## [Provided records]
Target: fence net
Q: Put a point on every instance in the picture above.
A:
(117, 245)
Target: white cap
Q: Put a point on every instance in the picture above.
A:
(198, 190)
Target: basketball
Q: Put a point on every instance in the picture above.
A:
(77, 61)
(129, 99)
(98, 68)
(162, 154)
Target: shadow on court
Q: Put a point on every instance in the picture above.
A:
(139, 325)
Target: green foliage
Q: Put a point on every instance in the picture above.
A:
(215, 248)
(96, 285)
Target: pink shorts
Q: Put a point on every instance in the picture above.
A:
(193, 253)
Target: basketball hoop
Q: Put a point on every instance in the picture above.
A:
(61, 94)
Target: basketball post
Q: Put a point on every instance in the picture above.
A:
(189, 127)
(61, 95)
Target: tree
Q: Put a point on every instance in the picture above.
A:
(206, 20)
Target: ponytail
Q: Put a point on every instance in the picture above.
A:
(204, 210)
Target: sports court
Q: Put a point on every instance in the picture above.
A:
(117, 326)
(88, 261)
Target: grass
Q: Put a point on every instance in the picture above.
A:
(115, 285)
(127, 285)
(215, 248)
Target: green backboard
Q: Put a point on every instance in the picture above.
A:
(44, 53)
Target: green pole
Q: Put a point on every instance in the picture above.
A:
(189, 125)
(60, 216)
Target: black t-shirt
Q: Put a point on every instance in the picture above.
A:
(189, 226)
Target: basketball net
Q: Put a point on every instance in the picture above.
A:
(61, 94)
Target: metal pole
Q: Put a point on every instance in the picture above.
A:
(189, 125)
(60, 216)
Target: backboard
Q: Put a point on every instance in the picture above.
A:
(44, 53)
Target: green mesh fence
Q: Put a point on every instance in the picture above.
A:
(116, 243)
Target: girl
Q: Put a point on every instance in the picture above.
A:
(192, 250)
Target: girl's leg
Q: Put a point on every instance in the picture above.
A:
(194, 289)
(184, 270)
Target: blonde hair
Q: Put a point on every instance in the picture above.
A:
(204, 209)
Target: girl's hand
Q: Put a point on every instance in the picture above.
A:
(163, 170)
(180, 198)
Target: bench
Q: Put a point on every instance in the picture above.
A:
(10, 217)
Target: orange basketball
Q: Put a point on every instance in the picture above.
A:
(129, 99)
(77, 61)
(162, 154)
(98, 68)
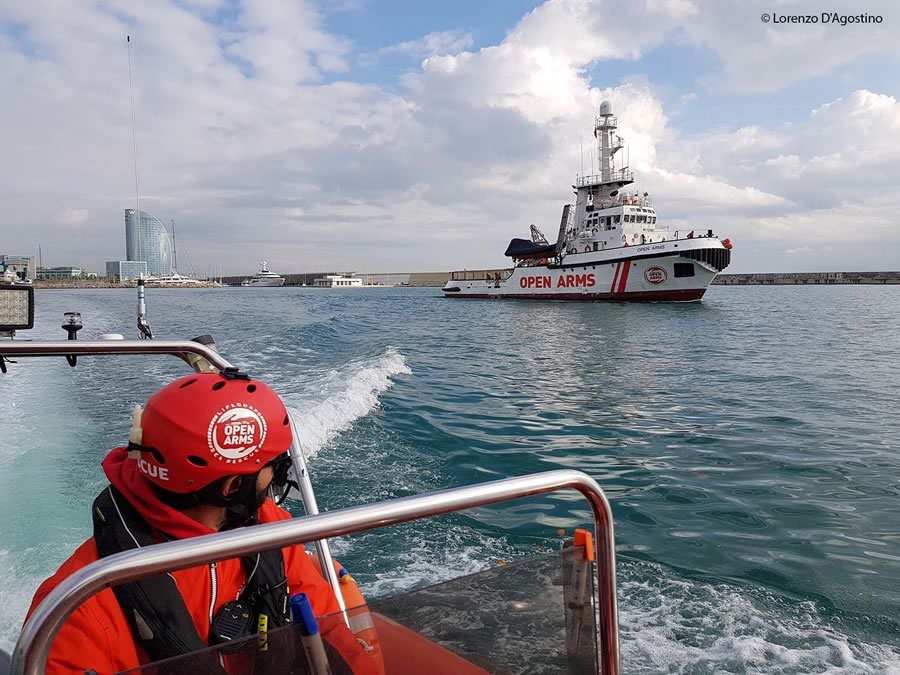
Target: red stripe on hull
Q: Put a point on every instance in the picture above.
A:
(679, 295)
(626, 267)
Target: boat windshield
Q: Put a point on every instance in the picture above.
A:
(529, 616)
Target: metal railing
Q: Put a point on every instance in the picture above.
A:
(618, 176)
(21, 348)
(32, 650)
(25, 348)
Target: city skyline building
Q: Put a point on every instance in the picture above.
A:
(125, 270)
(23, 266)
(147, 240)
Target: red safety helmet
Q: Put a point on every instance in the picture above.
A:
(206, 426)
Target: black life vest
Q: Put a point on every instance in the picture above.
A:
(155, 611)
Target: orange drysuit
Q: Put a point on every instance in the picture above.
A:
(97, 636)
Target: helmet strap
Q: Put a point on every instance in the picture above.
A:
(242, 504)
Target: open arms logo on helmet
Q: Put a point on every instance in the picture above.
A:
(236, 432)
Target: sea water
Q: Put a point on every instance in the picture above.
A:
(748, 445)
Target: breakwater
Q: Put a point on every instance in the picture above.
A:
(807, 278)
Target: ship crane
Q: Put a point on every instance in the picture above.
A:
(537, 236)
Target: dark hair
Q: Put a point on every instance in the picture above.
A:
(210, 494)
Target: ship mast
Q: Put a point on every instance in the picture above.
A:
(608, 144)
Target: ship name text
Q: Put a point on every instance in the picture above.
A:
(564, 281)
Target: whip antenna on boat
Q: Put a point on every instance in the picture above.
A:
(144, 332)
(137, 199)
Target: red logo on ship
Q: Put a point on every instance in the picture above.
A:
(655, 275)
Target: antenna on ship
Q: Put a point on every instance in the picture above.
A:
(581, 145)
(137, 199)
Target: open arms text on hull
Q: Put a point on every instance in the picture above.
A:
(608, 248)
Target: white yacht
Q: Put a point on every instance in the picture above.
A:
(264, 278)
(609, 247)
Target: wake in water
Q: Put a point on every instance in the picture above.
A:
(332, 402)
(680, 626)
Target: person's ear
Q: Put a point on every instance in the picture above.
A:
(230, 486)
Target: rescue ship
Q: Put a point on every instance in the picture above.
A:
(610, 246)
(554, 613)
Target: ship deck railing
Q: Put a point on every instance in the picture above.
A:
(617, 176)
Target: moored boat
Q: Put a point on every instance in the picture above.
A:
(265, 278)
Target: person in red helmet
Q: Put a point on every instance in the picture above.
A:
(201, 459)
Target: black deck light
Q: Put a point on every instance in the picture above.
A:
(72, 324)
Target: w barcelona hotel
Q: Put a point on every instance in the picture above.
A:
(148, 248)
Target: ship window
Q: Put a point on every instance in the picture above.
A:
(684, 269)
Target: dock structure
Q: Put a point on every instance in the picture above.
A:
(807, 278)
(438, 279)
(410, 279)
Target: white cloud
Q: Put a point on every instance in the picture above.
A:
(251, 140)
(72, 217)
(433, 44)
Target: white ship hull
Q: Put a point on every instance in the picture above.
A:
(633, 273)
(263, 283)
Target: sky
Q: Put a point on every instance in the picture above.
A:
(402, 136)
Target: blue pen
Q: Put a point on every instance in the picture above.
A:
(305, 619)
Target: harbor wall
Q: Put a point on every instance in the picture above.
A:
(804, 278)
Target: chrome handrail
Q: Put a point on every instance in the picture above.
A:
(25, 348)
(33, 648)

## [What to work on]
Without the pictures, retype all of the data above exactly.

## [Solution below]
Target: fence net
Q: Put a point on every instance in the picture above.
A:
(117, 245)
Target: white cap
Q: Put a point on every instance in the picture above.
A:
(198, 190)
Target: basketball
Q: Put a point on every instance in the picture above.
A:
(77, 61)
(129, 99)
(98, 68)
(162, 154)
Target: shadow on court
Q: Put a point on every instance in the picture above.
A:
(139, 325)
Target: green foliage
Q: Put a point on every instance in the picture above.
A:
(215, 248)
(96, 285)
Target: pink shorts
Q: Put a point on every instance in the picture above.
A:
(193, 253)
Target: basketball hoop
Q: Put a point on every instance in the picture above.
A:
(61, 94)
Target: basketball post
Q: Put a point on every instance in the picture above.
A:
(189, 127)
(61, 95)
Target: tree
Q: Put a point on every instance in the picture above.
A:
(206, 20)
Target: ponytail
Q: Put a point on every instance in the picture above.
A:
(204, 210)
Target: sports court
Q: Put a point on every instance in the picture above.
A:
(117, 326)
(88, 261)
Target: grass
Q: Put a point on every instance in the picture above.
A:
(115, 285)
(127, 285)
(215, 248)
Target: green backboard
Q: Put a point on every instance in the picture above.
A:
(44, 53)
Target: green pole
Q: Put a point on every instance in the picture above.
A:
(189, 125)
(60, 216)
Target: black t-shirt
Q: Put a point on every instance in the picture above.
A:
(189, 226)
Target: basketball net
Q: Put a point on every instance in the picture above.
A:
(61, 94)
Target: metal pole
Q: Put a point on every instance in the picture above.
A:
(189, 125)
(60, 216)
Target: backboard
Q: Put a point on every instance in the picture above.
A:
(44, 53)
Target: green mesh fence
Q: Put a point on every instance in the picture above.
A:
(116, 243)
Target: girl
Q: Put a point on every instance in the picture above.
A:
(192, 250)
Target: girl's leg
Q: Put a point on every instance in the picture above.
A:
(194, 289)
(184, 270)
Target: blonde hair
Q: Put a point on every instance in the picture above.
A:
(204, 209)
Target: girl's hand
Q: Put a point on every instance in the picture above.
A:
(163, 170)
(180, 198)
Target: bench
Q: Put a point on every instance in the picture above.
A:
(10, 217)
Target: orange basketball
Q: Put a point on every instance in the picture above.
A:
(129, 99)
(77, 61)
(162, 154)
(98, 68)
Target: red stripe on hull
Q: Put a point on every instance in the picture above.
A:
(679, 295)
(626, 267)
Target: boat windshield
Q: Put a point on every instance in the picture above.
A:
(529, 616)
Target: metal railing
Q: Put a point on every instance in the picture above.
A:
(618, 176)
(21, 348)
(32, 650)
(25, 348)
Target: city skyline building
Q: Put a point on every instance in the picture above.
A:
(125, 270)
(23, 266)
(147, 240)
Target: red safety helmet
Q: Put a point on every instance in the picture above.
A:
(206, 426)
Target: black life vest
Q: Put a point on every instance in the picture above.
A:
(155, 611)
Target: orange drysuit
Q: Put a point on every instance in the picture above.
A:
(97, 636)
Target: helmet strap
Q: Put a point on every instance in the picture above.
A:
(242, 504)
Target: open arms logo on helmet
Q: Put a point on every instance in the picture above.
A:
(236, 432)
Target: sea water
Q: Put a point on every instance in the picture above.
A:
(748, 445)
Target: breakwater
Q: Put a point on every instance in the picture above.
A:
(807, 278)
Target: ship crane
Q: Put a point on every instance in the picture above.
A:
(537, 236)
Target: dark hair
Q: Put a point on every instance in the picture above.
A:
(210, 494)
Target: ship mast
Q: Put a point on every instance in the picture above.
A:
(608, 144)
Target: ship name text
Q: Put a point on every instance in the picture above.
A:
(564, 281)
Target: whip antenna on boat
Q: Put a point on every instance in the picture above.
A:
(144, 332)
(137, 199)
Target: red logo on ship
Q: Put a point on every instance in the picture above.
A:
(655, 275)
Target: antenna on ship
Q: Put a point on every instance in the picture above.
A:
(581, 145)
(137, 199)
Target: open arms text on hull
Q: Put a point on every instance in the picture above.
A:
(608, 248)
Target: white yacht
Q: Put a point on every instance in the picture above.
A:
(264, 278)
(609, 247)
Target: wake in water
Q: Put a point on every instance in the picture above.
A:
(332, 402)
(680, 626)
Target: person's ear
Q: Put a point on every instance in the picture above.
A:
(230, 486)
Target: rescue ship
Q: Put a point on every instance in the picture above.
A:
(610, 246)
(554, 613)
Target: ship deck railing
Q: Put a point on every instance in the picture above.
A:
(617, 176)
Target: moored boat
Q: Put a point on every instance in the picture above.
A:
(265, 278)
Target: person in red helmet
Q: Put a point on every instance in the picture above.
A:
(201, 459)
Target: black deck light
Q: Put a point on every instance in the picture above.
A:
(72, 324)
Target: w barcelona hotel
Q: Put a point on every instance in the picture above.
A:
(148, 248)
Target: ship window
Q: Put a point on every instance in the picture above.
A:
(684, 269)
Target: dock structure
Q: Put a point on every instance in the picture above.
A:
(807, 278)
(438, 279)
(410, 279)
Target: white cloud
Q: Put a point on every instance in the picture above.
A:
(251, 140)
(72, 217)
(433, 44)
Target: white ship hull
Q: Put a point on every instance in the picture above.
A:
(633, 273)
(263, 283)
Target: sky
Q: Put a point on every instance in the picture above.
A:
(402, 136)
Target: blue pen
Q: Put a point on every instance in the picture above.
A:
(305, 619)
Target: harbor wall
Q: Put a point on every instance in the picture above.
A:
(804, 278)
Target: chrome handrail
Q: Put a point on every instance in the picture above.
A:
(25, 348)
(33, 648)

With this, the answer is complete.